I want to match all individual words in given string, provided that String is UTF-8 encoded, and then I spellcheck each word. Everything works with my code provided it's english-only text, but if there are some, say, German characters, my words are split in two on these characters. How can I match single words from text, that contain latin and not-latin characters?

What I do now is:

text.gsub(/[\w\']+/) do |word| "replacement" end

but this, for text containing "oooäuuu" will end up with "replacementäreplacement", i.e: German characters are not being treated as part of word.

+2  A: 

According to Pickaxe, the \w character class is exactly equivalent to [A-Za-z0-9_], which obviously won't include accented characters. Depending on your locale, you may find the POSIX class [:alpha:] to be what you want (I think you would use /[[:alpha:]']+/, but I may be wrong on the exact formatting of the regexp there).

Chris
Looks OK; you don't need to escape the apostrophe, though.
Tim Pietzcker
D'oh, of course I don't. Thanks for the sanity-check.

◆ WHAT THIS EXERCISE ASKS ◆
1 – Which lines in the entries contain the string "every"? Extract each of them verbatim.
2 – What follows the last line of the Ruby regex discussion above? Continue it from there.

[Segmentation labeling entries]

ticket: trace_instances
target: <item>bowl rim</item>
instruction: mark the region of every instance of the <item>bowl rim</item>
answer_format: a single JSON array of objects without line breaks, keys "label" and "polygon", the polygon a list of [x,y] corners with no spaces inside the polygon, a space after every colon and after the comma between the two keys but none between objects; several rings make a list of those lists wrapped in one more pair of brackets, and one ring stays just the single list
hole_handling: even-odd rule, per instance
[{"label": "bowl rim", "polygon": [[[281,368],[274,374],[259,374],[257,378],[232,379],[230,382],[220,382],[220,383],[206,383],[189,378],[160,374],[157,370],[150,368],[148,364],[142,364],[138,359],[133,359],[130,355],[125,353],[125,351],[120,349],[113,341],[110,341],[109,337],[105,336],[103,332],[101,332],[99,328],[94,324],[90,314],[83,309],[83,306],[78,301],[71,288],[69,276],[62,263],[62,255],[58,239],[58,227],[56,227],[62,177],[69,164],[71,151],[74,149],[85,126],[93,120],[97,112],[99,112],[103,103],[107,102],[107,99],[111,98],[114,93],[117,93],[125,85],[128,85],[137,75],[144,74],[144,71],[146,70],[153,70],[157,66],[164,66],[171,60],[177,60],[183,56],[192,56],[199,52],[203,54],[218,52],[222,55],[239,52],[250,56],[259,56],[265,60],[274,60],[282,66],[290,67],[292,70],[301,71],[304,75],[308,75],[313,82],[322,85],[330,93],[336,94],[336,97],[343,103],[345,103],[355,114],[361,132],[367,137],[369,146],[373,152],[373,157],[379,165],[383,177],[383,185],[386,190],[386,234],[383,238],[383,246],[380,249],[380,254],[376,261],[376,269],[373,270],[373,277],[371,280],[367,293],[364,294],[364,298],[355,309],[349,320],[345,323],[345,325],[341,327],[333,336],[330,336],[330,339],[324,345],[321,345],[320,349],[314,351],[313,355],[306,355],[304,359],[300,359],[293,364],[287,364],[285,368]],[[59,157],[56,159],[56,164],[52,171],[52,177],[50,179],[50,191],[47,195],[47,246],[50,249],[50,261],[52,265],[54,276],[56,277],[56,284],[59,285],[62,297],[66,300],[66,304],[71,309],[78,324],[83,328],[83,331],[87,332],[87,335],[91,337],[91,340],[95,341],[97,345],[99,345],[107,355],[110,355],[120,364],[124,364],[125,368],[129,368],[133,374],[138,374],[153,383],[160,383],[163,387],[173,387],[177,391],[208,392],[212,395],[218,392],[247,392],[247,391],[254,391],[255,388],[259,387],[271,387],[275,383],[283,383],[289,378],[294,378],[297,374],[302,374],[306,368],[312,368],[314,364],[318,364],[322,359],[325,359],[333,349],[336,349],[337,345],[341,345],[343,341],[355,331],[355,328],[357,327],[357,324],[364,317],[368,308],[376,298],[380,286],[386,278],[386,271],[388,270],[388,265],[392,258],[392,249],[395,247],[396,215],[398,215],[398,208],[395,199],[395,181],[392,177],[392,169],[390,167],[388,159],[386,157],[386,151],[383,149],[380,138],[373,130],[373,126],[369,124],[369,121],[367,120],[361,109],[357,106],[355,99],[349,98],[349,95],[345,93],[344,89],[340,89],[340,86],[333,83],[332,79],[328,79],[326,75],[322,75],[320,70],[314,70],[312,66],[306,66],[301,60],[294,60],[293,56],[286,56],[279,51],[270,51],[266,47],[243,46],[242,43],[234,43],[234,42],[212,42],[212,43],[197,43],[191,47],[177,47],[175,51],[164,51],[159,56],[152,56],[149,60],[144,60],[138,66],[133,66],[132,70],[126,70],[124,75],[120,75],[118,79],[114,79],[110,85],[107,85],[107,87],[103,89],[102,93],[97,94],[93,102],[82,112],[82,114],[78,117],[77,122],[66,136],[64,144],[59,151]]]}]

◆ TASK RESULTS ◆
1 –
instruction: mark the region of every instance of the <item>bowl rim</item>
answer_format: a single JSON array of objects without line breaks, keys "label" and "polygon", the polygon a list of [x,y] corners with no spaces inside the polygon, a space after every colon and after the comma between the two keys but none between objects; several rings make a list of those lists wrapped in one more pair of brackets, and one ring stays just the single list

2 –
Chris
A: 

What you need is an English|German|... tokenizer ? Tokenization in natural language is not as simple as looking for whitespace. For example, if you want to tokenize this sentence : "Los Angeles is a beautiful city". Los Angeles should be considered as one word not two, if you want to find it in a dictionary.

Also you should deal with punctuation (.;?!:), abbreviations, separators, quotes, clitic contractions, etc...

Tokenization in languages like Chinese or Japanese is a lot harder.

There's a simple English tokenization perl script in "Speech and language processing" by Jurafsky and Martin in chapter 3.9.1.

anno
A: 

It looks that this works pretty well:

/[[:word:]]+/

That was just too easy ;)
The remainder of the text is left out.